■ Extract provided ■
7 Playfully Peculiar Towns In Maine
As the most heavily forested state in America, Maine hides oodles of oddities. Whether you are deep inside or on the outskirts of its wondrous woods, you are bound to encounter things that will shock you. Be shocked, but do not be scared. Many Maine oddities are shocking in playful ways, since they range from a mad scientist's cloudbuster to a wiener dog festival to a wife-carrying competition. Naturally, such far-out sights are often found in smaller, somewhat secluded settlements. Therefore, pine for these playfully peculiar towns in the Pine Street State.
Rangeley

You might think that mad scientists are reserved for fiction—until you visit Rangeley. In the 1940s and '50s, a once-renowned psychoanalyst named Wilhelm Reich isolated himself in the woods of Rangeley. On his 175-acre property, Reich studied "orgone," a dubious type of energy he coined and connected to the libido. He called his rustic research center "Orgonon," where he built a laboratory and channeled atmospheric orgone using giant "cloudbusters" that resembled space guns. Reich was targeted by the feds and died in prison in 1957.

■ Job a ■
Retype the part of the article on peculiar towns in Maine that opens with the words containing "You might think" and closes with "prison in 1957.".

■ Source data ■
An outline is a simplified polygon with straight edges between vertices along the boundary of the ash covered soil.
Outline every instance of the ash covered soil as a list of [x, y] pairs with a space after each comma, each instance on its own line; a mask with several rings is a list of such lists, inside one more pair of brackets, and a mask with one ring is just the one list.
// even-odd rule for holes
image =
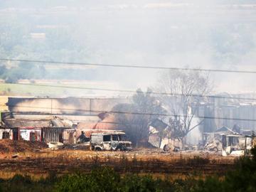
[[0, 139], [0, 154], [31, 152], [48, 148], [43, 142]]
[[[234, 156], [218, 153], [184, 151], [163, 152], [156, 149], [131, 151], [90, 151], [81, 149], [51, 150], [41, 142], [3, 140], [0, 142], [0, 178], [15, 174], [42, 176], [54, 173], [89, 172], [95, 166], [110, 166], [120, 173], [187, 176], [223, 175], [234, 168]], [[14, 158], [14, 153], [16, 153]]]

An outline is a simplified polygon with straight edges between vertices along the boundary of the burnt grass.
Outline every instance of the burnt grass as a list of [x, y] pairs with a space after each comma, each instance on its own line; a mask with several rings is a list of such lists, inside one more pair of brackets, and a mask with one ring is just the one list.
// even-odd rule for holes
[[234, 168], [233, 161], [210, 159], [209, 157], [193, 156], [181, 156], [172, 161], [164, 158], [132, 158], [125, 155], [102, 156], [97, 154], [83, 159], [74, 158], [65, 153], [55, 156], [1, 159], [1, 172], [27, 174], [32, 176], [48, 175], [50, 172], [63, 175], [81, 171], [90, 172], [97, 167], [110, 167], [120, 174], [164, 174], [169, 175], [217, 174], [222, 176]]

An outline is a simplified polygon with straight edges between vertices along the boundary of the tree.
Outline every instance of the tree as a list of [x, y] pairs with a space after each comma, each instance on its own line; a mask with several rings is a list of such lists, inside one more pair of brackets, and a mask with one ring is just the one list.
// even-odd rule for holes
[[117, 105], [112, 110], [117, 112], [116, 121], [124, 127], [129, 139], [137, 146], [140, 142], [148, 139], [149, 123], [164, 112], [159, 102], [151, 95], [150, 89], [146, 92], [138, 89], [131, 104]]
[[173, 137], [183, 141], [188, 133], [203, 121], [193, 123], [200, 102], [206, 100], [203, 96], [211, 90], [208, 74], [199, 71], [164, 72], [155, 90], [167, 93], [159, 95], [159, 99], [171, 114], [169, 127]]

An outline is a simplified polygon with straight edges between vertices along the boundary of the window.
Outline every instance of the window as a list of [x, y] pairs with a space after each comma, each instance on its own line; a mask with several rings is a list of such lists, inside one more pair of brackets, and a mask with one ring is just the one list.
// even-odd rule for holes
[[3, 137], [2, 139], [9, 139], [10, 138], [10, 133], [9, 133], [7, 132], [4, 132], [2, 137]]
[[110, 142], [110, 135], [103, 135], [103, 142]]
[[112, 135], [112, 141], [118, 141], [118, 137], [117, 134]]
[[126, 135], [125, 134], [119, 134], [119, 141], [126, 141]]

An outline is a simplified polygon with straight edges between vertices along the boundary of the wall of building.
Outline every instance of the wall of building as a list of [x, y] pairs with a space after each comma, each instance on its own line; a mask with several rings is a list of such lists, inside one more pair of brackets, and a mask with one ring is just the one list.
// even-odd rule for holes
[[129, 102], [125, 98], [9, 97], [7, 105], [14, 112], [88, 114], [110, 111], [117, 104]]

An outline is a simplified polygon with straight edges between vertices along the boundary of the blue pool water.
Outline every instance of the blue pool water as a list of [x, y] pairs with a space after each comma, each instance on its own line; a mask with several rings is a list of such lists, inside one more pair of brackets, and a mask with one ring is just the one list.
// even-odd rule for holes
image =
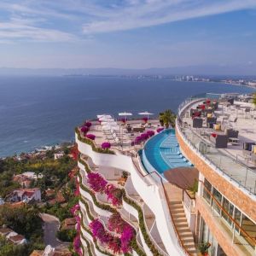
[[149, 172], [154, 169], [163, 173], [169, 169], [192, 166], [180, 152], [173, 129], [165, 130], [149, 139], [141, 154], [141, 159]]

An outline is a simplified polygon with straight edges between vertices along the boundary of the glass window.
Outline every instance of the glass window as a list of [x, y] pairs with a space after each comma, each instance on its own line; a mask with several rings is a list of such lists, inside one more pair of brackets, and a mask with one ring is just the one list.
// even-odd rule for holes
[[223, 211], [222, 217], [231, 225], [232, 220], [230, 217], [233, 216], [234, 206], [225, 197], [223, 197], [223, 208], [227, 213]]
[[[240, 226], [241, 212], [238, 209], [236, 209], [236, 208], [235, 208], [234, 218], [235, 218], [236, 224]], [[237, 225], [236, 225], [236, 230], [239, 232], [239, 228], [237, 227]]]
[[256, 237], [256, 224], [247, 216], [241, 214], [241, 228], [245, 232], [241, 231], [240, 235], [253, 247], [254, 237]]
[[213, 208], [218, 214], [220, 214], [220, 207], [219, 207], [219, 205], [221, 205], [222, 195], [214, 188], [213, 188], [213, 197], [216, 200], [216, 201], [213, 201]]

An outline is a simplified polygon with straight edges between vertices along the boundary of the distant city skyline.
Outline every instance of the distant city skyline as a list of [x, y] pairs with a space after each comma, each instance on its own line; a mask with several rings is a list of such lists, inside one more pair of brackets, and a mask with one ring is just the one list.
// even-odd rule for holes
[[256, 73], [255, 0], [3, 0], [0, 17], [0, 67]]

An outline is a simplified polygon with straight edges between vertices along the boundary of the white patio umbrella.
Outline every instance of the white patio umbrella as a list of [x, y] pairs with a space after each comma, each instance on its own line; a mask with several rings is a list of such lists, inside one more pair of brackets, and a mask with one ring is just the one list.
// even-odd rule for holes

■ Job b ■
Edit the part of the rows that opens with the line containing "of the tree." and closes with the line containing "[[126, 135], [125, 134], [119, 134], [119, 141], [126, 141]]", replacing "window" with "pane" and leaving everything else unchanged. Return only those lines.

■ Full solution a ■
You might think that mad scientists are reserved for fiction—until you visit Rangeley. In the 1940s and '50s, a once-renowned psychoanalyst named Wilhelm Reich isolated himself in the woods of Rangeley. On his 175-acre property, Reich studied "orgone," a dubious type of energy he coined and connected to the libido. He called his rustic research center "Orgonon," where he built a laboratory and channeled atmospheric orgone using giant "cloudbusters" that resembled space guns. Reich was targeted by the feds and died in prison in 1957.

■ Full solution b ■
An outline is a simplified polygon with straight edges between vertices along the boundary of the tree.
Outline every instance of the tree as a list of [x, y] pairs with a space after each comma, each instance on its own line; a mask with several rings is a list of such lists, inside one more pair of brackets, and a mask with one ring is just the one list.
// even-odd rule for holes
[[117, 105], [112, 110], [117, 112], [116, 121], [124, 127], [129, 139], [137, 146], [140, 142], [148, 139], [149, 123], [164, 112], [159, 102], [151, 95], [150, 89], [146, 92], [138, 89], [131, 104]]
[[173, 137], [183, 141], [188, 133], [203, 121], [193, 123], [200, 102], [206, 100], [203, 96], [211, 90], [208, 74], [199, 71], [164, 72], [155, 90], [167, 93], [159, 95], [159, 99], [171, 114], [169, 127]]

An outline is a simplified polygon with straight edges between vertices along the boundary of the pane.
Outline every instance of the pane as a list of [x, y] pairs with a space after each comma, each instance on its own line; a mask with several rings is a list of such lists, inside one more pair of brackets, and a mask with one ring is just the one list.
// even-odd rule for holes
[[3, 137], [2, 139], [9, 139], [10, 138], [10, 133], [9, 133], [7, 132], [4, 132], [2, 137]]
[[110, 142], [110, 135], [103, 135], [103, 142]]
[[112, 135], [112, 141], [118, 141], [118, 137], [117, 134]]
[[126, 135], [125, 134], [119, 134], [119, 141], [126, 141]]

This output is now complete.